Problem requirements >> Render everything in the rows below, from the line containing "white foam wake" down to the line containing "left=277, top=490, right=339, bottom=545", as a Markdown table with an Index column numbering each line and a Line column holding its text, skipping blank lines.

Data in this exercise >>
********************

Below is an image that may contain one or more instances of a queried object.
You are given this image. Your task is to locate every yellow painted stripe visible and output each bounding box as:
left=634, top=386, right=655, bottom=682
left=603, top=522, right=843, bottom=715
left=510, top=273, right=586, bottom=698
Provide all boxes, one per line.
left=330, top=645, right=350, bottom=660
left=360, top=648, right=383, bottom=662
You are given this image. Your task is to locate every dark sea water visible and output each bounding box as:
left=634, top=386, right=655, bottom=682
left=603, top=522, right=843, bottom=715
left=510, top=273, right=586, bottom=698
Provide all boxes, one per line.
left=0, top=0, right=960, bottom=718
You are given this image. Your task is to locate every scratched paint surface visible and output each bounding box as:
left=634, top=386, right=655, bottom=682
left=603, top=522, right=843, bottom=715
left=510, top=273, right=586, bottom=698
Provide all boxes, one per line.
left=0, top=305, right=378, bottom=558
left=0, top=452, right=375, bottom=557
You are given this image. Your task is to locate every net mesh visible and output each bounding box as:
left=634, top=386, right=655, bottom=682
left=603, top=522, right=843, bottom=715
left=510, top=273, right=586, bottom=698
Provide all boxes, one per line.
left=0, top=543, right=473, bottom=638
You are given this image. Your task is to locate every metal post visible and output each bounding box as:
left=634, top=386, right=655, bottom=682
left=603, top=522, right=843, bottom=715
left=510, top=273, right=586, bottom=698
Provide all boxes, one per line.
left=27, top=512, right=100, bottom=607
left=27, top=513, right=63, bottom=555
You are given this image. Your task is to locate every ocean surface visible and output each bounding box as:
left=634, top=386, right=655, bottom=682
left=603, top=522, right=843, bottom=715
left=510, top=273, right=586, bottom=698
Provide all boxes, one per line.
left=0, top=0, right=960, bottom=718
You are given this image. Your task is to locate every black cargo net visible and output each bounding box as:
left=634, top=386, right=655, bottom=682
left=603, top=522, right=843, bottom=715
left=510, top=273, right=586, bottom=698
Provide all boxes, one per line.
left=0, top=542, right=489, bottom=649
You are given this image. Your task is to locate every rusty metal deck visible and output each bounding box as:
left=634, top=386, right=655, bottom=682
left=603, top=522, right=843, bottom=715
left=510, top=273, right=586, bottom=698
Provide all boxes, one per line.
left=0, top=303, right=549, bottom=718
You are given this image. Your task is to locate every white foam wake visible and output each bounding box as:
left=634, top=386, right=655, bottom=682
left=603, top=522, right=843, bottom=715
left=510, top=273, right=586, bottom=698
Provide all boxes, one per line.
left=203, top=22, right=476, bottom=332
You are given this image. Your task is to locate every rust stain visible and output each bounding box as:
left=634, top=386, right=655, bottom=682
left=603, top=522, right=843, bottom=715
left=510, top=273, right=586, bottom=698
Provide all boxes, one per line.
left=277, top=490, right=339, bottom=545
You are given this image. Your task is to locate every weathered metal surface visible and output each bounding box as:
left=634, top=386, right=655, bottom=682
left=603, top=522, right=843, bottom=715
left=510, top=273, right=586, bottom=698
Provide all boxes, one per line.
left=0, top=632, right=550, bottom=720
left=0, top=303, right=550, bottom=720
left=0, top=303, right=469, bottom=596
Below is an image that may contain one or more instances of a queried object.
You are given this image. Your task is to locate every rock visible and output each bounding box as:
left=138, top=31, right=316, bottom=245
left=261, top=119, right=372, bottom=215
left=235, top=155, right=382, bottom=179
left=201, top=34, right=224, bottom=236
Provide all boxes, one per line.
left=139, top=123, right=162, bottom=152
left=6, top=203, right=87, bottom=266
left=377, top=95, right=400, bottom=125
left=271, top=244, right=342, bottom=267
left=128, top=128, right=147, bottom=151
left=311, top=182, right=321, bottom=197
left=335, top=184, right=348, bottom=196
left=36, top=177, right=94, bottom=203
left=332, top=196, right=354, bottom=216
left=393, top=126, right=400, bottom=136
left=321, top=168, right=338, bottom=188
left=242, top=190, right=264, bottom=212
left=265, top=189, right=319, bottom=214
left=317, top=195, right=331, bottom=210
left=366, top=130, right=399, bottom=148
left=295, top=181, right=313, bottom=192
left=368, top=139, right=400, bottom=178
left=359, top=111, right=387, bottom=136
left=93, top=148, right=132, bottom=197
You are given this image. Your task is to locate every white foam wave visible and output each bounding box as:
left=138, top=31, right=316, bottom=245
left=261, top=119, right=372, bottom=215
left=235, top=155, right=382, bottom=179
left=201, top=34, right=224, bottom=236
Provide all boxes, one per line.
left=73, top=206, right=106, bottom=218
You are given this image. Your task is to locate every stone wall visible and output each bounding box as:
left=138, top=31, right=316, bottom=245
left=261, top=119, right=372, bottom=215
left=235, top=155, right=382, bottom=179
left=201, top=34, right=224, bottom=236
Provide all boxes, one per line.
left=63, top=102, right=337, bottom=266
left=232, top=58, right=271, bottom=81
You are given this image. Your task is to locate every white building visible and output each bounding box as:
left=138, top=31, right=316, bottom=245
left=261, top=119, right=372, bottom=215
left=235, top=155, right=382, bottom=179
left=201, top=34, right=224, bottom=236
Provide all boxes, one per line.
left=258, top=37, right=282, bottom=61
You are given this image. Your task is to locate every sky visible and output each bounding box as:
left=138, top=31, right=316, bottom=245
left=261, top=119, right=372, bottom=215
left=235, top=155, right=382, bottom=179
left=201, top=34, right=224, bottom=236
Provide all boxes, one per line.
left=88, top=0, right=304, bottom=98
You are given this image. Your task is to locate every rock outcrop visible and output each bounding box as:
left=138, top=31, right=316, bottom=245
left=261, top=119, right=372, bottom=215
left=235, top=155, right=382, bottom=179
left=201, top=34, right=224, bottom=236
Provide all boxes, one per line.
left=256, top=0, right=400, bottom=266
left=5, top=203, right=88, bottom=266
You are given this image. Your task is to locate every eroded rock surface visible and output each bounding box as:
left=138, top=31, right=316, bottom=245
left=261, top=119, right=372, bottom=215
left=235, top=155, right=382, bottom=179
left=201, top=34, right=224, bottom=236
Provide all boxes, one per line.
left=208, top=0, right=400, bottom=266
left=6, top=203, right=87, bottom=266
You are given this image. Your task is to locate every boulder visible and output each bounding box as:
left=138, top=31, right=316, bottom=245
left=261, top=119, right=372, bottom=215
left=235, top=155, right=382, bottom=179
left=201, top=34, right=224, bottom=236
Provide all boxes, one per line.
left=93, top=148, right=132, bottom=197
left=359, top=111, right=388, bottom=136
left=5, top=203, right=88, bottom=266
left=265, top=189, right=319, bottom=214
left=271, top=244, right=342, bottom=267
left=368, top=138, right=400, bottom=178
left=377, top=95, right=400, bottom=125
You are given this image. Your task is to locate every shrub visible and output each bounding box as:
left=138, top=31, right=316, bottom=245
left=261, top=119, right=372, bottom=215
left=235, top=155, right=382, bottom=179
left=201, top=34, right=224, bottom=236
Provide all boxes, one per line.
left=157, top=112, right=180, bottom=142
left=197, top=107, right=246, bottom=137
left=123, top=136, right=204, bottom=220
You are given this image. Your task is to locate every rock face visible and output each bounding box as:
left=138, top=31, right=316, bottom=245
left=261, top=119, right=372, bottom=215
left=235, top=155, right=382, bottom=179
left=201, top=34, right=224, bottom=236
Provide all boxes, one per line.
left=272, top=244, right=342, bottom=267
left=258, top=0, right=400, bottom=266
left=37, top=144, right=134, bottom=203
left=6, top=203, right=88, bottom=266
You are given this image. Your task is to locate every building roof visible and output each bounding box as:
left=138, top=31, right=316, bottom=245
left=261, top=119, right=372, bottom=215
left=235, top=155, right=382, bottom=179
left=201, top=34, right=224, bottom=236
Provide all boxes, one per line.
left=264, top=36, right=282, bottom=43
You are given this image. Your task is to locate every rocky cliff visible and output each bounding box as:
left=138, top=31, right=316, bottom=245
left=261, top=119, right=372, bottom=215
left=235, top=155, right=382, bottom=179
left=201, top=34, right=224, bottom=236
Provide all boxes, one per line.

********************

Final result >>
| Index | Line |
|---|---|
| 1 | You are given this image. Your task is to locate every white foam wake visible and output each bounding box as: |
| 2 | left=634, top=386, right=655, bottom=682 |
| 3 | left=603, top=522, right=843, bottom=715 |
| 4 | left=510, top=273, right=586, bottom=698 |
| 5 | Provide all boxes, one per line. |
| 6 | left=203, top=22, right=476, bottom=332 |
| 7 | You are given this image. Your task is to locate every rust stain visible and output each bounding box as: |
| 8 | left=634, top=386, right=655, bottom=682 |
| 9 | left=603, top=522, right=843, bottom=715 |
| 10 | left=510, top=273, right=586, bottom=698 |
| 11 | Provide all boxes, one per line. |
| 12 | left=277, top=490, right=339, bottom=545 |